◆ **Vorgegebener Text**
▬▬▬▬▬▬

Wir erwarten von der Ärztezeitung Schritte in diese Richtung. Die Hinterfragung der Praxisrelevanz von Infektions-Studien braucht ein Forum für einen breit gefächerten Diskurs. Wir wünschen uns, dass die Ärztezeitung weiterhin diesen Ort zur Verfügung stellt. Ausserdem besteht die Welt nicht nur aus Infektionen, auch nicht unsere medizinische Welt. Auch andere Themen verdienen unsere Aufmerksamkeit.
Die Unterzeichnenden beteiligen sich an der kritischen Diskussion mit besonderer Beachtung der Verhältnismässigkeit und sind offen für das Gespräch.

Replik auf: «Berichtet die Ärztezeitung ausgewogen?»

Leider enthält der Brief einige Unschärfen, die wir gerne berichtigen möchten.
Wissenschaftliche Themen: Die Schweizerische Ärztezeitung (SÄZ) wurde vor hundert Jahren gegründet, um gesundheits- und standespolitische Fragen getrennt von wissenschaftlichen Themen aufzunehmen [1]. Dieser Grundsatz findet bis heute noch Anwendung. Für wissenschaftliche Beiträge steht das Swiss Medical Forum (SMF) bzw. Swiss Medical Weekly (SMW) zur Verfügung. In diesen beiden Zeitschriften werden wissenschaftlich fundierte Artikel (auch zum Teil zu den von Ihnen erwähnten Themen) von zwei verschiedenen ­Redaktionen peer-­reviewed und publiziert.
Ressourcen: Die von Ihnen vorgeschlagenen Übersichts­artikel sind zweifelsohne interessant. Die ­Umsetzung benötigt jedoch auch beachtliche Ressourcen. Mit dem Beschluss der Ärztekammer, die Sockelbeiträge für die SÄZ und das SMF per Januar 2019 vollständig zu streichen, fehlen uns beim Schweizerischen Ärzteverlag EMH die entsprechenden Ressourcen.
Themenvielfalt: Sie schreiben: «Unser geschätztes Standesblatt hat die bewährte Diversität der Themen praktisch verlassen ...» Dazu möchte ich festhalten, dass der «vordere» Teil (alle Rubriken vor den Stelleninseraten) Texte beinhaltet, die von der FMH, den Fachgesellschaften und weiteren Organisationen der Ärzteschaft eingereicht werden. Auf die Themenwahl haben wir als Verlag wenig Einfluss. Zudem: Eine Zählung sämtlicher Artikel (Leserbriefe ausgenommen) der letzten fünf Ausgaben ergibt, dass von den total 58 Artikeln, die im Zeitraum zwischen dem 3. Juni und 10. August ­publiziert wurden, nur elf Beiträge im weitesten Sinne etwas mit ­Covid-19 zu tun hatten. Damit können wir die von Ihnen beschriebene Gefährdung der Themenvielfalt nicht nachvollziehen.
Wir werden auch künftig grossen Wert dar­auflegen, die Schweizerische Ärztezeitung als ­offene Diskussionsplattform für sämtliche am Gesundheitswesen beteiligten und interessierten Kreise attraktiv und qualitativ hochstehend zu gestalten.

▬▬▬▬▬▬

◆ **Gespeicherte Daten**

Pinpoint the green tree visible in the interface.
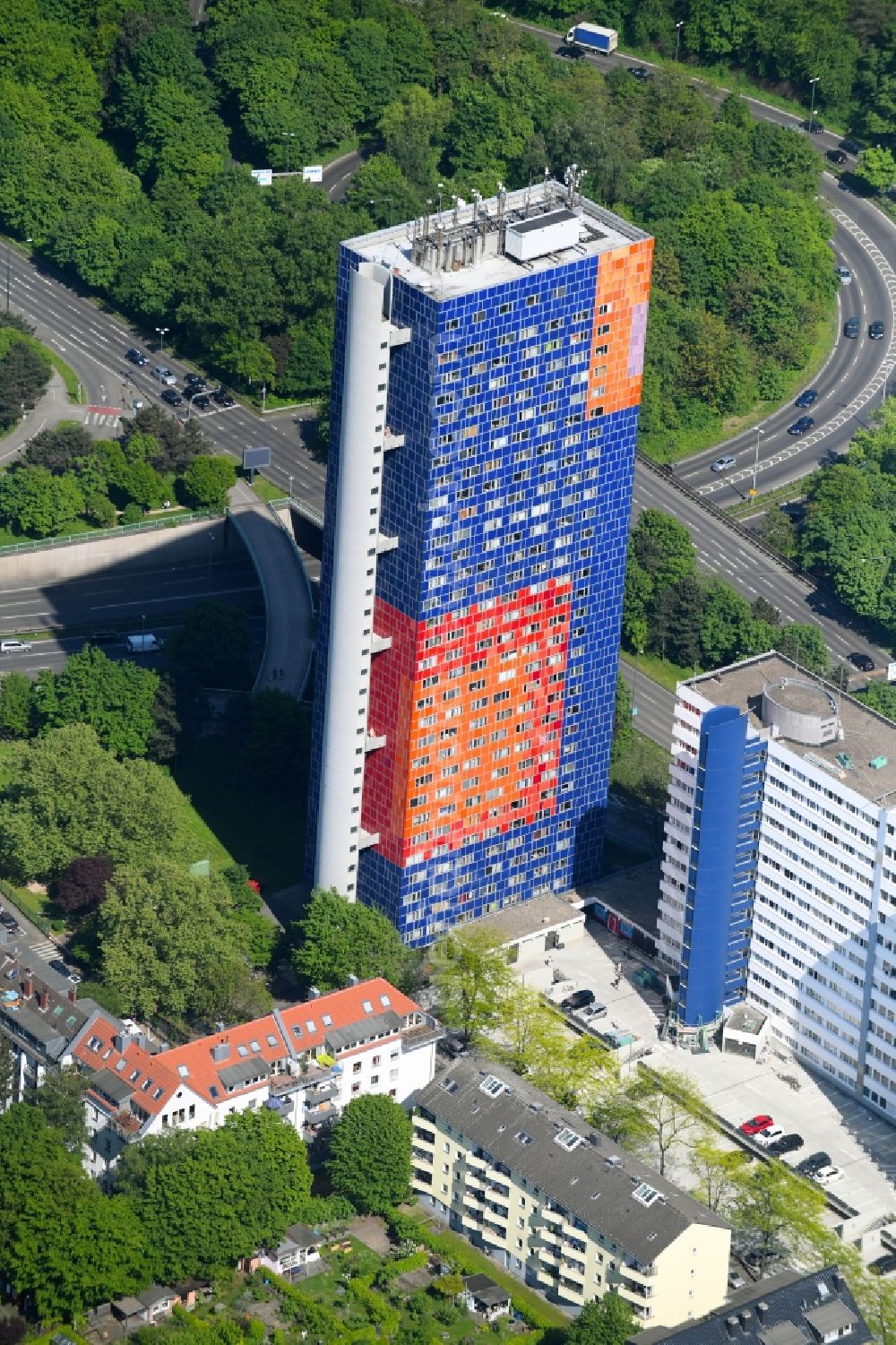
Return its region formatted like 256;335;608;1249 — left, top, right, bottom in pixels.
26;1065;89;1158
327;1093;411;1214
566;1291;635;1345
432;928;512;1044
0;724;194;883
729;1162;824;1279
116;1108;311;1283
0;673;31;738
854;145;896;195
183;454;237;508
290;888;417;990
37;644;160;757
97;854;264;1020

▬▬▬▬▬▬

◆ **Gefordert**
Drucke aus dem vorgegebenen Text die Stelle von „Die Unterzeichnenden beteiligen“ bis einschließlich „gerne berichtigen möchten.“ wortgetreu ab.

◆ **Gelöste Aufgabe**
Die Unterzeichnenden beteiligen sich an der kritischen Diskussion mit besonderer Beachtung der Verhältnismässigkeit und sind offen für das Gespräch.

Replik auf: «Berichtet die Ärztezeitung ausgewogen?»

Leider enthält der Brief einige Unschärfen, die wir gerne berichtigen möchten.